Your instructions – Show every line from the data below that includes "beam".
___ Input ___
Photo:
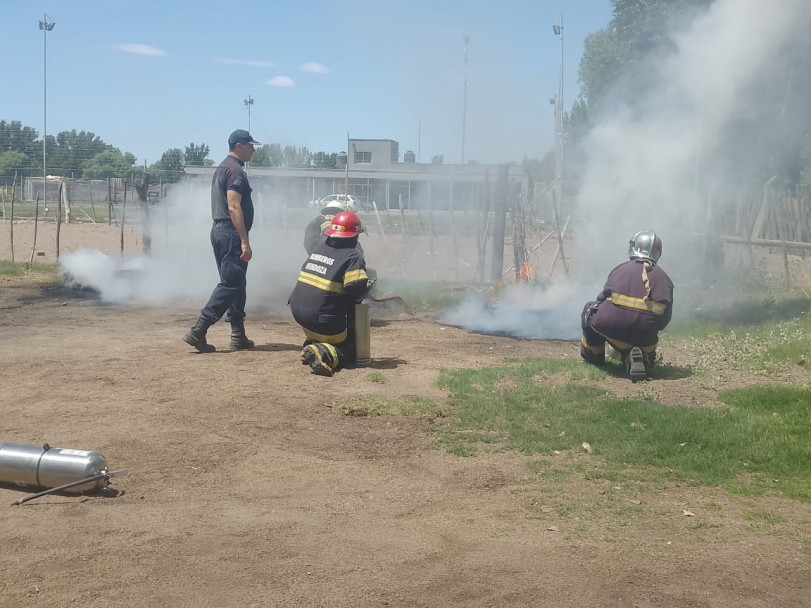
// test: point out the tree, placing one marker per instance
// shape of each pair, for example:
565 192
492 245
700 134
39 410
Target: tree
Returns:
296 157
618 58
110 163
70 150
268 155
195 156
14 137
323 160
11 162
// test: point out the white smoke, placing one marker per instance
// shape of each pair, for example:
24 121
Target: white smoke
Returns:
181 267
644 163
526 311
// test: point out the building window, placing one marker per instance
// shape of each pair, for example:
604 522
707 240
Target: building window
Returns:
363 157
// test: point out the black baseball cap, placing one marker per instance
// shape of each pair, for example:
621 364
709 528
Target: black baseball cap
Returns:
241 136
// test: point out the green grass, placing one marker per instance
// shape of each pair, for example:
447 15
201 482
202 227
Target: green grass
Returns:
756 444
757 335
376 405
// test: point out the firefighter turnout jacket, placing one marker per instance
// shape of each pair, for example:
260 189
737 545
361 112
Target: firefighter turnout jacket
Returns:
635 304
331 281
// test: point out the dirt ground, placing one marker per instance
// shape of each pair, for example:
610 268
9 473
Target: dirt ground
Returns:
247 485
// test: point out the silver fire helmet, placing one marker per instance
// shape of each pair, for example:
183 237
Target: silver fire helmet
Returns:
645 244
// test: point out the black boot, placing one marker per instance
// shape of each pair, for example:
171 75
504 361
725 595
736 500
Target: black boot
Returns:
196 336
635 365
239 341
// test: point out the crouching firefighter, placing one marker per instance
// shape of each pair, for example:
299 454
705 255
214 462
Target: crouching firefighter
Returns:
332 280
634 306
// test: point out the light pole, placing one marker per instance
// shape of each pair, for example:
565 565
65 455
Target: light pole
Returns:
46 26
248 104
558 31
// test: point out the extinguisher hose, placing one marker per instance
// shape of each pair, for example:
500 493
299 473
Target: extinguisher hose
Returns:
103 475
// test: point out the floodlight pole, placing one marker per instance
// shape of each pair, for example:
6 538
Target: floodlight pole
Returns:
248 104
46 26
558 30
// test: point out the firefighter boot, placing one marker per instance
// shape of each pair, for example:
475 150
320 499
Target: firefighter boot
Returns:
635 364
239 341
196 336
322 358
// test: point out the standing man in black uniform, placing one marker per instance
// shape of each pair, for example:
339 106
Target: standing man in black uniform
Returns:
332 280
633 307
232 212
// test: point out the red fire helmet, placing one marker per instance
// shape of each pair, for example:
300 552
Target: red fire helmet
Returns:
344 225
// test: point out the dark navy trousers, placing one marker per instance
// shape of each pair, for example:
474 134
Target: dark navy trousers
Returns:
229 294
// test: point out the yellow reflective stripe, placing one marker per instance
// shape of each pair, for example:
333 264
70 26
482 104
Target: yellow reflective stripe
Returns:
325 338
320 282
621 346
656 308
334 353
353 276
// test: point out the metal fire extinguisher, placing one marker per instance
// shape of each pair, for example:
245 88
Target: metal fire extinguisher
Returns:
61 469
363 347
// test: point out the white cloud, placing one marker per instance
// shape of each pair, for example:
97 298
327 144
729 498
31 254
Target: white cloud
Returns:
140 49
254 63
280 81
315 68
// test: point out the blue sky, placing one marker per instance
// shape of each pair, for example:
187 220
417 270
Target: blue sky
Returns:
147 76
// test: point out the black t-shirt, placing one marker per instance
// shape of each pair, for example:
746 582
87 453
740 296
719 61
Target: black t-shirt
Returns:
230 175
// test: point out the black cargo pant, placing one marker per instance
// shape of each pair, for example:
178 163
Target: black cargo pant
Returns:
230 293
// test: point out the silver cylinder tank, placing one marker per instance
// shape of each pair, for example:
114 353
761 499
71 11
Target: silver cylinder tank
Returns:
363 346
41 466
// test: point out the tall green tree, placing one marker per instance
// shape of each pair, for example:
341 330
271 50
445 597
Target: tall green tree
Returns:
14 137
170 167
619 57
268 155
11 162
71 150
110 163
324 160
195 156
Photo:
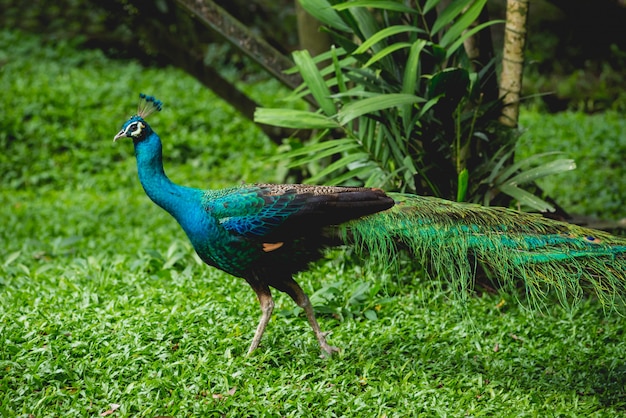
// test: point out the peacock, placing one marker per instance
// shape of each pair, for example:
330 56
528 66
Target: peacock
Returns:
266 233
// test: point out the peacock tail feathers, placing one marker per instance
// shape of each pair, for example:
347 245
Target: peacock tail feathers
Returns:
455 240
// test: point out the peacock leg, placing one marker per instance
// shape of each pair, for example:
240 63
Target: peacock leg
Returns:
296 293
267 306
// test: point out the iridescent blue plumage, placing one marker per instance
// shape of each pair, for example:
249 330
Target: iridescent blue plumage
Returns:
265 233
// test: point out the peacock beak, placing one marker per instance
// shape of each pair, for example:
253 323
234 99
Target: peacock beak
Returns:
119 135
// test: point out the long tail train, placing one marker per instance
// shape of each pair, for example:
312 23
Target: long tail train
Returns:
451 238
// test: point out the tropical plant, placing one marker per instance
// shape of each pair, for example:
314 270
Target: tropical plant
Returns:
401 107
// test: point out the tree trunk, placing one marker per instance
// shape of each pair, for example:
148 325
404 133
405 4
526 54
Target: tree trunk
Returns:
513 59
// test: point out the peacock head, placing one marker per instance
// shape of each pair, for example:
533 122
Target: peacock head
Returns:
136 127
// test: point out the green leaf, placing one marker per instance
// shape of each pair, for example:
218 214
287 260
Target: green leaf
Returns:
318 147
296 119
409 80
461 188
454 9
376 4
372 104
314 80
386 51
323 11
364 171
383 34
311 156
547 169
340 164
526 198
430 4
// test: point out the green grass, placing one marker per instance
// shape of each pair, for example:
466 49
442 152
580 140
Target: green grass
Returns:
102 300
597 143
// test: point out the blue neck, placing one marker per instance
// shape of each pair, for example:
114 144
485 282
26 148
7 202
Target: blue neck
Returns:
175 199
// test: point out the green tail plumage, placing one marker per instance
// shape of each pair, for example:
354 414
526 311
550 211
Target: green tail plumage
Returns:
452 239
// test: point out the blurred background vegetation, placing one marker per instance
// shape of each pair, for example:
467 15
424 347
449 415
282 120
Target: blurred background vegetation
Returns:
566 70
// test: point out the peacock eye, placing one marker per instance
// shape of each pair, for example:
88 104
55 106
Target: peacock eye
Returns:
135 128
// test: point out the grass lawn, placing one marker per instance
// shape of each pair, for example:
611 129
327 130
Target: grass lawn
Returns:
106 311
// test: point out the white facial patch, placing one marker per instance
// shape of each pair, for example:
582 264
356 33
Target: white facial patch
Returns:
135 129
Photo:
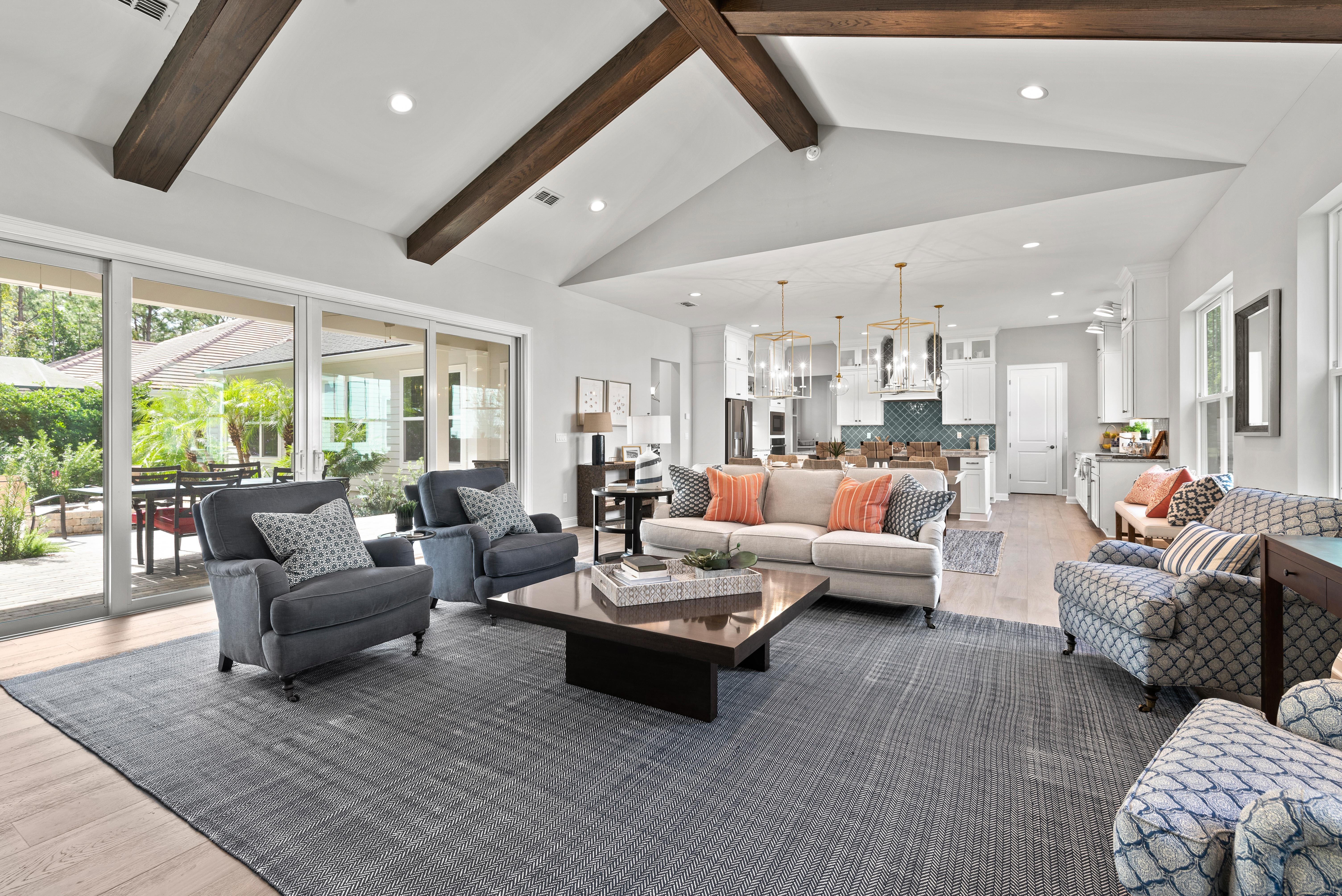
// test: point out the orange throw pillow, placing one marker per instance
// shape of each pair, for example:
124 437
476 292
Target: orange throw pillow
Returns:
1160 506
1149 486
861 508
736 500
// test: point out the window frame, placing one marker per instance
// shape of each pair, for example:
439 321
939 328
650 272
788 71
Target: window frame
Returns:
1226 396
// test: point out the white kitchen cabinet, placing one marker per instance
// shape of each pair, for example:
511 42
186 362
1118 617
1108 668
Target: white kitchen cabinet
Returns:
976 489
969 395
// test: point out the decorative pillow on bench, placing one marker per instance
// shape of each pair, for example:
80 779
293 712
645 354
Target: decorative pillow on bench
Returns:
312 545
500 512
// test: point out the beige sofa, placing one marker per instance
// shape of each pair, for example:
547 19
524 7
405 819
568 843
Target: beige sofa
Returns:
881 568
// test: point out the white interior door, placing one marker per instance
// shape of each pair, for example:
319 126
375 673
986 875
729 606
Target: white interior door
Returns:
1033 438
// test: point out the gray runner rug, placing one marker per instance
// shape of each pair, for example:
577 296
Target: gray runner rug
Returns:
876 757
972 550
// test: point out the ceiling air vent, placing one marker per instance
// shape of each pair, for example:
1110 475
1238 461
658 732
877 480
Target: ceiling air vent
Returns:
160 11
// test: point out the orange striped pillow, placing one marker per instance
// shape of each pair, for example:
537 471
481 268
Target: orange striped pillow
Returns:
736 500
861 508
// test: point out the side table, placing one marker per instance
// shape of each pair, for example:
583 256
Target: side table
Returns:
1309 565
633 501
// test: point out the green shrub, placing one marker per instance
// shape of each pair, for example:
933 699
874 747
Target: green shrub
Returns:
46 471
15 541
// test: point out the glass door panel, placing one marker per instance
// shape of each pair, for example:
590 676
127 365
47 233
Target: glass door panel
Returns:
213 403
52 446
372 412
474 402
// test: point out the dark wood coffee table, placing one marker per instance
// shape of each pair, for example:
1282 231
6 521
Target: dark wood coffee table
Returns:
662 655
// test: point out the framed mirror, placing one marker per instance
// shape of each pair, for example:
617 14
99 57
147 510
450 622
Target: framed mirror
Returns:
1258 367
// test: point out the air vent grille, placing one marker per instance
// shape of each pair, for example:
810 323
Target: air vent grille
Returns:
160 11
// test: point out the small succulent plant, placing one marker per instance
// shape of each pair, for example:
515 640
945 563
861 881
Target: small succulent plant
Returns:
709 558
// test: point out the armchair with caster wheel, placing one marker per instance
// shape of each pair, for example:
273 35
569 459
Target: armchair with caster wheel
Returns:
268 623
468 567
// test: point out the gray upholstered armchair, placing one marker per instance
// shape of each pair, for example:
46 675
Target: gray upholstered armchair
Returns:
466 565
264 622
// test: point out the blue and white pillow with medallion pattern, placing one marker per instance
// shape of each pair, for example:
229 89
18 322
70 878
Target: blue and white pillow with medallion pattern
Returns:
500 512
1195 501
312 545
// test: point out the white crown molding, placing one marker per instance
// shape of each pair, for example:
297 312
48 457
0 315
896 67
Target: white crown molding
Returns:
70 241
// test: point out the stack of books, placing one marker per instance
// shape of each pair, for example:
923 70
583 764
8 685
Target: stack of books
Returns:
641 569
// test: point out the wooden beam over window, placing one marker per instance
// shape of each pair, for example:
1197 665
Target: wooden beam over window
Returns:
630 74
751 70
1267 21
215 53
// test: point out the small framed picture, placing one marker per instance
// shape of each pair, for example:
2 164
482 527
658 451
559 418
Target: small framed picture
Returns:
619 396
591 396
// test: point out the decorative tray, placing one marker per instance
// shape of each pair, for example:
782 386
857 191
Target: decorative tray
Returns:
684 585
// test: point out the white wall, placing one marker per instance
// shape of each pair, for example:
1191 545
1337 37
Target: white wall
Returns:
62 180
1067 344
1270 231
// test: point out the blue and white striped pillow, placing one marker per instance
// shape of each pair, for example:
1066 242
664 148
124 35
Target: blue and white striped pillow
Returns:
1204 549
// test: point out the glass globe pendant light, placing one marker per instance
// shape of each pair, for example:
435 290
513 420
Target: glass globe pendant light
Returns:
837 386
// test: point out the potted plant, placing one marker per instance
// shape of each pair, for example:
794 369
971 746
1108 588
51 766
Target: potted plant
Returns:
406 516
708 563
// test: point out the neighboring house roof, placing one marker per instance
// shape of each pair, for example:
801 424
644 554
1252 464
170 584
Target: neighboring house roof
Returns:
178 363
332 344
30 373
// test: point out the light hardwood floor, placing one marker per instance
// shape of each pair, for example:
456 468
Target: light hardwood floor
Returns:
70 824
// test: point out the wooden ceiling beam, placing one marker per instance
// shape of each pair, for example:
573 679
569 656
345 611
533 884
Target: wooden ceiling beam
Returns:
215 53
615 86
751 70
1262 21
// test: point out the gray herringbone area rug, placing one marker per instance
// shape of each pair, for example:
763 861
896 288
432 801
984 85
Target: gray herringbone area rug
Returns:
876 757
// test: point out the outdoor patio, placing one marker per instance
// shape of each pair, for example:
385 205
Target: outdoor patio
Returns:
73 579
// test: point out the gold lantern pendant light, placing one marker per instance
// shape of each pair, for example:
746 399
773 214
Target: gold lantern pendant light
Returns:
897 364
837 386
783 360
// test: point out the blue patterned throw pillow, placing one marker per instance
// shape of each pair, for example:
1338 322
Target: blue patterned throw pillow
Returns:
1200 549
312 545
1195 501
692 492
498 512
912 506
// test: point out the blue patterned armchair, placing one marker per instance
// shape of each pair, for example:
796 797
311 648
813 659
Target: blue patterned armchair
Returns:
1235 807
1199 630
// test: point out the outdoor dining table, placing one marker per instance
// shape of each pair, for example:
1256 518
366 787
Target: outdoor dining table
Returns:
149 493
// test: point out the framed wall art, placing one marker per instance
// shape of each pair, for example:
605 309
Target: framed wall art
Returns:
591 396
619 396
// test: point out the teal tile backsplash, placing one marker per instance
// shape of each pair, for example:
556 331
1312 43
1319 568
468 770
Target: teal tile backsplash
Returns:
918 422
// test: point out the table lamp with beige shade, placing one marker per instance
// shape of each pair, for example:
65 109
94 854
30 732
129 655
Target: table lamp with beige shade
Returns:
598 424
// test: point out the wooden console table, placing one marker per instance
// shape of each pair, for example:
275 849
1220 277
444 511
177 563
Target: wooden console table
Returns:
1309 565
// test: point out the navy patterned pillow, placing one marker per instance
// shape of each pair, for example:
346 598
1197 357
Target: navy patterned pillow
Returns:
1195 501
312 545
912 508
498 512
692 492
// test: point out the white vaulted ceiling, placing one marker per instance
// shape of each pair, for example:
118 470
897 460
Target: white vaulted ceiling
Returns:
311 127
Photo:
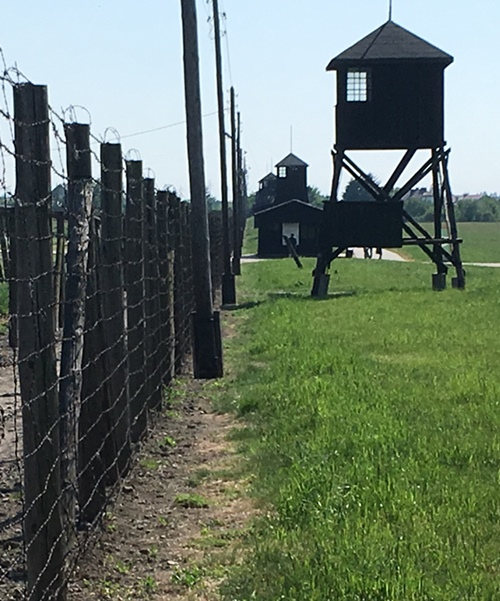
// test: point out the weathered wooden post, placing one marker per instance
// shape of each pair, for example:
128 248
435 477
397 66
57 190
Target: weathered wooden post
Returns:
228 283
113 307
135 287
79 208
162 199
236 189
43 523
96 449
207 346
59 284
152 304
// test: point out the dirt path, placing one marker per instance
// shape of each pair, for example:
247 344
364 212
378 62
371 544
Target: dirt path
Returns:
175 529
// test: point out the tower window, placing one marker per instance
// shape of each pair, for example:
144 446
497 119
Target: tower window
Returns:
358 85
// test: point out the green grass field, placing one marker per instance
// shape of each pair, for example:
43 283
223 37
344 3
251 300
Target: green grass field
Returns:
371 434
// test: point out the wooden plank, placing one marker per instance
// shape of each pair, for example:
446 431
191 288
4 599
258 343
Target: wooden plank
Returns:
43 523
79 207
135 288
152 304
111 282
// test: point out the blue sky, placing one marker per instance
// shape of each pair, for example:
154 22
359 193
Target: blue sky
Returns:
122 60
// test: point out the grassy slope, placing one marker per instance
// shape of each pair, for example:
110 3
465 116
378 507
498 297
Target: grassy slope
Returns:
371 433
481 243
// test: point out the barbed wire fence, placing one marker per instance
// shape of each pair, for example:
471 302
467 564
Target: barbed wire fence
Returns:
96 272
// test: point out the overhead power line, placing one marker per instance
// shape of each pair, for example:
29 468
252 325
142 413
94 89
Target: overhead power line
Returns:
177 123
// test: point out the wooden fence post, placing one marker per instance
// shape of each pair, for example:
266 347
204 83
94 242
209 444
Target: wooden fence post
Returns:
96 449
11 225
207 348
134 285
113 303
162 225
152 341
59 284
79 207
43 524
171 287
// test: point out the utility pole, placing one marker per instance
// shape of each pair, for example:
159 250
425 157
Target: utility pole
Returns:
228 285
236 192
207 344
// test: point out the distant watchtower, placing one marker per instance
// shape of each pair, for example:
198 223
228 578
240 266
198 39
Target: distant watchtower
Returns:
390 96
292 180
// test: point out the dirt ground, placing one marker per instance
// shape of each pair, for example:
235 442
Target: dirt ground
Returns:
182 513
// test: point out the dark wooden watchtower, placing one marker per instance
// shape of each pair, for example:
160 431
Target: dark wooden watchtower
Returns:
292 180
390 96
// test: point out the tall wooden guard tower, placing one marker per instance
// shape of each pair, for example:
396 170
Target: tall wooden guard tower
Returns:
390 96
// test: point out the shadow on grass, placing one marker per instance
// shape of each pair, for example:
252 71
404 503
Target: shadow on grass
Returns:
302 296
247 305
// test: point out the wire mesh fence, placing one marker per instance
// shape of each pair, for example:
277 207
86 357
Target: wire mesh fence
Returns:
96 274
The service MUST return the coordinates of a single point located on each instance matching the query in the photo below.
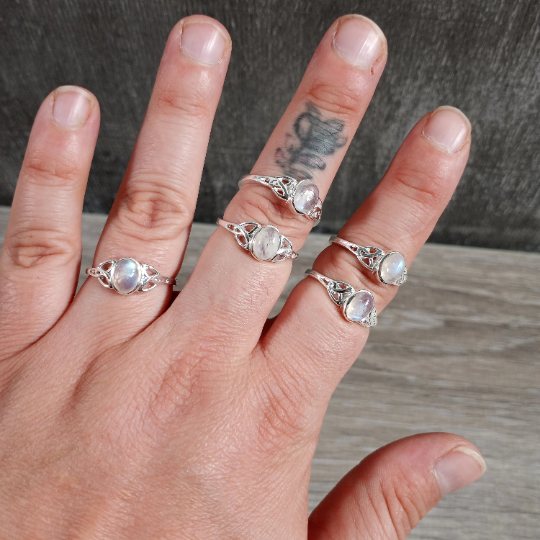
___
Solution to this task –
// test: point out the wooden beam over window, placing one marker per instance
Target: wooden beam over window
// test: point out the wooden ceiling beam, placing one marker per instance
Target: wooden ceiling beam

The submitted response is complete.